— START OF Text to read —
The painter focuses mainly on the landscape of the canal, with buildings taking a large composition. He draws all the features of the buildings into details, including their decorative features. The activities in the canal are depicted by people with their boats in the canal. The Venetian view painters of the 18th century made view paintings that would depict the topography of the city as records of traveller's experiences in Venice. Canaletto's style of art was the most notable, and he was much sought after because his paintings had a high precision for the city's features, activities and the environment. His accuracy in depicting the canal made it easier to date his canvases correctly using records of features such as major pavement and buildings renovations. That said, he did not put accuracy ahead of compositional value, and so would sometimes use creative license within his paintings in order to produce the best artwork possible.

The Grand Canal paintings by Canaletto are spread in various museums all over Europe. For example, the Grand Canal painting looking East with Santa Maria della Salute is currently a property of the Metropolitan Museum of Art. Another image of the Grand Canal from San Vio is currently in Museo Nacional Tyssen-Bornemisza, Madrid and other formats are also owned privately. Canaletto's painting career started when he worked together with his father's occupation as a theatrical scene painter. He was later inspired by the works of Roman Vedutisa Giovanni Paolo Panini and left his father's occupation to start painting the daily life in the city. He also improved his skills after he studied with Luca Carlevarijs, who was skilful in urban cityscapes paintings. He initially worked within ruins found across various cities before becoming more ambitious and moving on to complex scenes of existing, live architecture and it is for the latter that he is now most famous.
— END OF Text to read —
— START OF Stored records —
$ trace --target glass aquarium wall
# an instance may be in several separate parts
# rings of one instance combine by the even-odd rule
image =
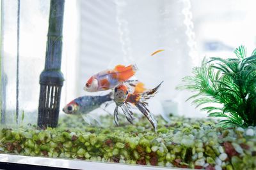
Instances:
[[[254,1],[0,1],[1,155],[255,169]]]

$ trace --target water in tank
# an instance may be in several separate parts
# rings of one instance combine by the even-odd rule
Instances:
[[[256,169],[254,1],[0,1],[1,154]]]

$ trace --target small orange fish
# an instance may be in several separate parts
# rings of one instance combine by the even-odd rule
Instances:
[[[129,79],[137,71],[136,65],[127,67],[118,65],[113,69],[105,70],[92,76],[85,84],[84,90],[93,92],[111,89]]]
[[[152,53],[151,54],[151,56],[152,56],[152,55],[155,55],[156,53],[159,53],[159,52],[163,52],[163,51],[164,51],[164,50],[158,50],[154,52],[154,53]]]

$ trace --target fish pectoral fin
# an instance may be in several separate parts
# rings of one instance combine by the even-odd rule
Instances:
[[[138,68],[136,65],[130,65],[127,67],[122,65],[118,65],[115,68],[115,71],[118,72],[117,78],[118,81],[124,81],[129,79],[134,75],[137,70]]]
[[[118,122],[119,122],[118,106],[117,106],[115,108],[115,111],[114,111],[114,120],[115,120],[115,123],[116,124],[116,125],[118,126]]]

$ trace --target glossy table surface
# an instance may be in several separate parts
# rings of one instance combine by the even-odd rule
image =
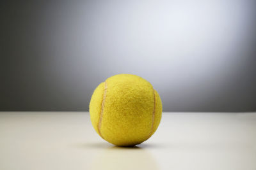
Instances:
[[[132,148],[95,132],[88,112],[0,112],[0,169],[256,169],[256,113],[164,113]]]

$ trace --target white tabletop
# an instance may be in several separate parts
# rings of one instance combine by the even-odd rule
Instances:
[[[116,147],[87,112],[1,112],[0,169],[256,169],[256,113],[164,113],[156,132]]]

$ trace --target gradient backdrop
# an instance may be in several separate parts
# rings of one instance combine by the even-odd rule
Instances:
[[[131,73],[164,111],[255,111],[255,14],[247,0],[1,1],[0,110],[88,111]]]

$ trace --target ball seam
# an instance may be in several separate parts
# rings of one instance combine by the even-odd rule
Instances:
[[[105,84],[105,85],[104,85],[104,92],[103,92],[102,102],[101,103],[101,110],[100,112],[98,126],[97,126],[99,134],[103,139],[104,139],[104,138],[102,136],[102,134],[101,134],[100,128],[101,128],[101,125],[102,125],[102,118],[103,118],[103,112],[104,112],[104,108],[105,106],[105,101],[106,101],[106,95],[107,95],[107,89],[108,89],[107,81],[105,81],[104,84]]]

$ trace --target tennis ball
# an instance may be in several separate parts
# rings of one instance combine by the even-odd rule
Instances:
[[[156,131],[162,115],[157,91],[145,79],[121,74],[108,78],[95,90],[90,103],[92,125],[106,141],[134,146]]]

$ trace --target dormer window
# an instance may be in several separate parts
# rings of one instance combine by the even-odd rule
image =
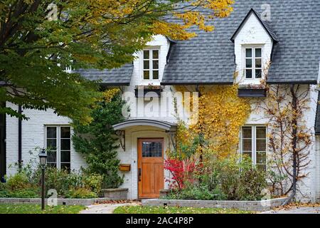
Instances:
[[[262,77],[262,48],[245,48],[245,79]]]
[[[159,50],[148,49],[143,51],[144,80],[159,79]]]

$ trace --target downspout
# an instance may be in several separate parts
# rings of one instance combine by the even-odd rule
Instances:
[[[21,105],[18,106],[18,113],[19,115],[22,114]],[[18,167],[20,171],[22,168],[22,118],[21,117],[18,120]]]

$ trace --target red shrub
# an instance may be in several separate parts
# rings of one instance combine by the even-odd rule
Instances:
[[[186,181],[193,182],[193,173],[198,166],[196,161],[191,160],[180,160],[169,159],[164,161],[164,168],[170,172],[172,177],[166,179],[171,189],[183,189]]]

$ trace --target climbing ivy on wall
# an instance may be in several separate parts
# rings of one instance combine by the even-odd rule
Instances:
[[[214,152],[220,157],[235,154],[238,149],[240,127],[251,112],[249,100],[238,96],[238,85],[199,88],[198,111],[193,114],[197,116],[191,117],[198,121],[189,128],[178,125],[177,142],[186,144],[186,140],[191,142],[190,139],[201,135],[199,140],[203,138],[208,142],[206,146],[208,150],[206,151]],[[188,91],[183,86],[177,86],[176,90],[182,93]],[[192,100],[192,96],[190,96],[190,100],[184,102]]]

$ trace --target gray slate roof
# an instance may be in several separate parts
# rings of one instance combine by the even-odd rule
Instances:
[[[162,81],[168,84],[232,83],[235,69],[231,37],[254,9],[271,5],[267,26],[279,42],[269,71],[270,83],[316,83],[320,59],[320,1],[237,0],[234,11],[216,19],[213,32],[199,31],[190,41],[174,44]]]
[[[271,38],[274,41],[274,42],[277,43],[279,41],[278,38],[277,38],[277,35],[274,33],[274,32],[271,28],[270,25],[269,24],[269,22],[266,20],[263,20],[262,16],[257,12],[255,9],[251,9],[249,13],[247,14],[245,18],[243,19],[241,24],[239,26],[235,33],[233,34],[233,37],[231,38],[231,41],[233,42],[235,41],[235,37],[238,36],[238,33],[240,31],[240,30],[242,28],[243,26],[247,22],[247,20],[249,19],[249,16],[252,14],[252,13],[255,14],[255,15],[257,16],[258,20],[260,21],[262,26],[265,28],[266,31],[268,33],[269,36],[271,36]]]
[[[133,72],[133,64],[126,64],[112,70],[85,69],[75,71],[91,81],[100,81],[102,84],[110,86],[129,86]]]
— END OF Stored records —
- [Job]: Carry on the Canaletto text from its last sentence. The records bear no relation to the Canaletto text.

- [Exercise answer]:
Canaletto is known to have inspired a number of artist who followed on shortly afterwards, including Bernado Belloto, a student and nephew of Canaletto, was also an urban landscape painter and printmaker. The painter may have developed an interest in landscape art after working with Canaletto and his brother before he moved to France. Bernardo's style of art was very similar to that of the Venetian artist and may have also used a camera obscura to achieve a better prescription of city views. The Venetian would later travel to the UK and spread his reputation into new parts of the European continent, also helping to inspire artists outside of his native Italian boundaries. The production of etchings also offered him the opportunity to spread his art into lower levels of society, as well as across wider areas because of the portability of the printed art form.